• [Texto de estudio]:
^^^^

De niño visitó Cádiz dos veces, una vez muy pequeño, bajo un frío de otoño en Cortadura. Pasaron una mañana avistando cañones oxidados sobre una muralla de piedra desgastada. Más tarde vivió parte de un verano en una casa desconocida, cuya única imagen recordada era la de un viejo tocadiscos que tenía prohibido usar y un montón de enciclopedias grises, del mismo color que el cielo de aquellos días.

II

Aquella mañana empezó con la imagen de una boda sobre las escalinatas del Pópulo, tras lo cual visitamos un pequeño balcón abierto al mar. Después, callejeamos bajo terrazas albas hasta encontrar donde comer en una mesa al aire libre, bajo balcones de hierro forjado, entre transeúntes y turistas, con abundante pan y cubiertos de mango amarillo. Aquel pescado sabía a gloria, fuera cual fuera su nombre.

Pasamos el día haciendo turismo eclesiástico: catedral y su cripta húmeda, museo catedralicio, Oratorio de la Santa Cueva. En cada corredor abundaba el oro, el lino y la plata, vestigios de un antiguo poder sobre la primera ciudad fundada al oeste del mundo conocido.

^^^^

• [Conjunto de datos]:
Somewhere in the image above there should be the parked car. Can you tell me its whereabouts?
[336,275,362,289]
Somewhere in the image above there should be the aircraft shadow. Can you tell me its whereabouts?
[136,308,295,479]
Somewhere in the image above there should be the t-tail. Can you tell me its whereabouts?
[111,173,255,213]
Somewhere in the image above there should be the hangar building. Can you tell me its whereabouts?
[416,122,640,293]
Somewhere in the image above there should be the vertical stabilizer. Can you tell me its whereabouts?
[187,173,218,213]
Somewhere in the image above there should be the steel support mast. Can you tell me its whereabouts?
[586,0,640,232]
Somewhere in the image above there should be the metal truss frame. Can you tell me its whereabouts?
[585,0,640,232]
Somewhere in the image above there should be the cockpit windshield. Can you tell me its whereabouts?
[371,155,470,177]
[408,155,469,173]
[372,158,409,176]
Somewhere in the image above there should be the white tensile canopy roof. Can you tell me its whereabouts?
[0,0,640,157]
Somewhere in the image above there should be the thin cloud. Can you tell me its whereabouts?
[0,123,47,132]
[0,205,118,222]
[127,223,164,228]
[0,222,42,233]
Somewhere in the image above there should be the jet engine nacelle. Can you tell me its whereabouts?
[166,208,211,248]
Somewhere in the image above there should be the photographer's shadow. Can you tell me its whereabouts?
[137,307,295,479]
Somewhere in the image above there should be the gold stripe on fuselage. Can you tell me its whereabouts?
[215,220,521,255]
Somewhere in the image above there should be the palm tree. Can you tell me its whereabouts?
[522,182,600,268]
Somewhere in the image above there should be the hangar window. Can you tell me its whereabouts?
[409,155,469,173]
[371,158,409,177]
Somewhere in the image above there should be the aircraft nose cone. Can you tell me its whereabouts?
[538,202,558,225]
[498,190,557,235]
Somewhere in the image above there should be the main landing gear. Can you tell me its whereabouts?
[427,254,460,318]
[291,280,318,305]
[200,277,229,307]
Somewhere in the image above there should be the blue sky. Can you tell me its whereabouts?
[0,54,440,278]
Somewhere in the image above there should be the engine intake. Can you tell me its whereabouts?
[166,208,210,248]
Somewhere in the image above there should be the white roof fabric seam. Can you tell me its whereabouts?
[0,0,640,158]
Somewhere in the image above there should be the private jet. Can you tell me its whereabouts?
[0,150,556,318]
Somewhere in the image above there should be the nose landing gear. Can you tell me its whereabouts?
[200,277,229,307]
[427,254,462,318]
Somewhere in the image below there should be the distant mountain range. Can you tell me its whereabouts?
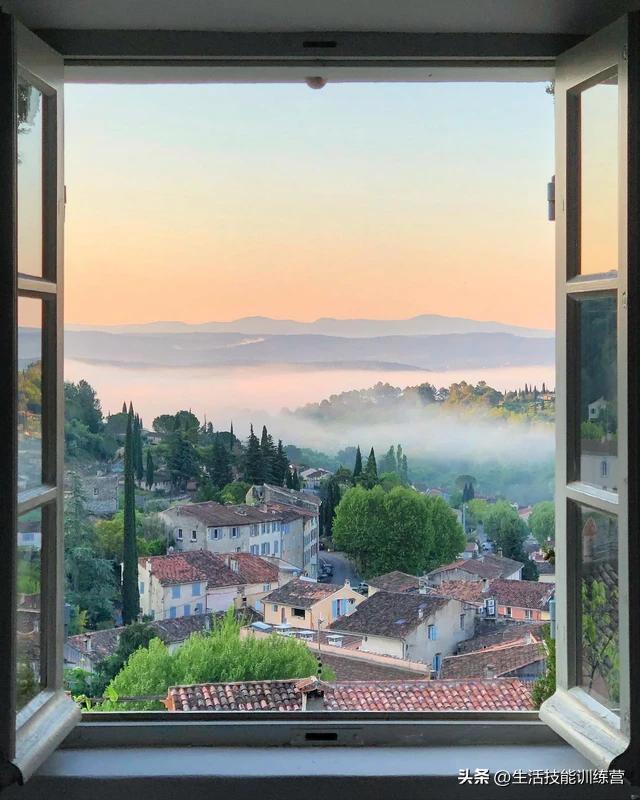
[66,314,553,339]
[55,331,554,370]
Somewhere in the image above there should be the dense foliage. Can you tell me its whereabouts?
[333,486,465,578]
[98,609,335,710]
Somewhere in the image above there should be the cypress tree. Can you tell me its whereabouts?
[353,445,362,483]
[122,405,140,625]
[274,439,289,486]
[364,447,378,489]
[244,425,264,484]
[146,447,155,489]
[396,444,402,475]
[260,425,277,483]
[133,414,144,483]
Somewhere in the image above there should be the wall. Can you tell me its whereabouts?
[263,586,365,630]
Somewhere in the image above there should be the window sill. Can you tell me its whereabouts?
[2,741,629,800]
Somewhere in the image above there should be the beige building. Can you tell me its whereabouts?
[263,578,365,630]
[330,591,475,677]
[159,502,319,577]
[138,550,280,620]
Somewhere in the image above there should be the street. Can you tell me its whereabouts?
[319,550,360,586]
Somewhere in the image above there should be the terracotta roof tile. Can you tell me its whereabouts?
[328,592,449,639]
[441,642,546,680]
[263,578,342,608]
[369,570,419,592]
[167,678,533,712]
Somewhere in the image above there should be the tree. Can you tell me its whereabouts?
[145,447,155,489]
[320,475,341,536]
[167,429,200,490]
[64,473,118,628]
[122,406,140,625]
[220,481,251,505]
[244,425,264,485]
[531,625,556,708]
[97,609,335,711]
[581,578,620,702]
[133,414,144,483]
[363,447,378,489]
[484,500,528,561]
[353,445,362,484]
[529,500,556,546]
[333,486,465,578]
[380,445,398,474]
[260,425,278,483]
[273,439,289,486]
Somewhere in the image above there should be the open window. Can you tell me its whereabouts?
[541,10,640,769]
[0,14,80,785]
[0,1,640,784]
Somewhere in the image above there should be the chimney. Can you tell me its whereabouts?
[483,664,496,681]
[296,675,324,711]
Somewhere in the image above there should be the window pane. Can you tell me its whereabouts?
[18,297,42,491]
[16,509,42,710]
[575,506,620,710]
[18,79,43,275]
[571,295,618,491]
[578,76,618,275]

^^^^

• [Qué se pide]: Vuelve a escribir el texto de estudio sobre Cádiz, todo lo que va desde "Aquella mañana empezó" hasta "del mundo conocido.". Las filas son material independiente del texto de estudio.

• [Resultado]:
Aquella mañana empezó con la imagen de una boda sobre las escalinatas del Pópulo, tras lo cual visitamos un pequeño balcón abierto al mar. Después, callejeamos bajo terrazas albas hasta encontrar donde comer en una mesa al aire libre, bajo balcones de hierro forjado, entre transeúntes y turistas, con abundante pan y cubiertos de mango amarillo. Aquel pescado sabía a gloria, fuera cual fuera su nombre.

Pasamos el día haciendo turismo eclesiástico: catedral y su cripta húmeda, museo catedralicio, Oratorio de la Santa Cueva. En cada corredor abundaba el oro, el lino y la plata, vestigios de un antiguo poder sobre la primera ciudad fundada al oeste del mundo conocido.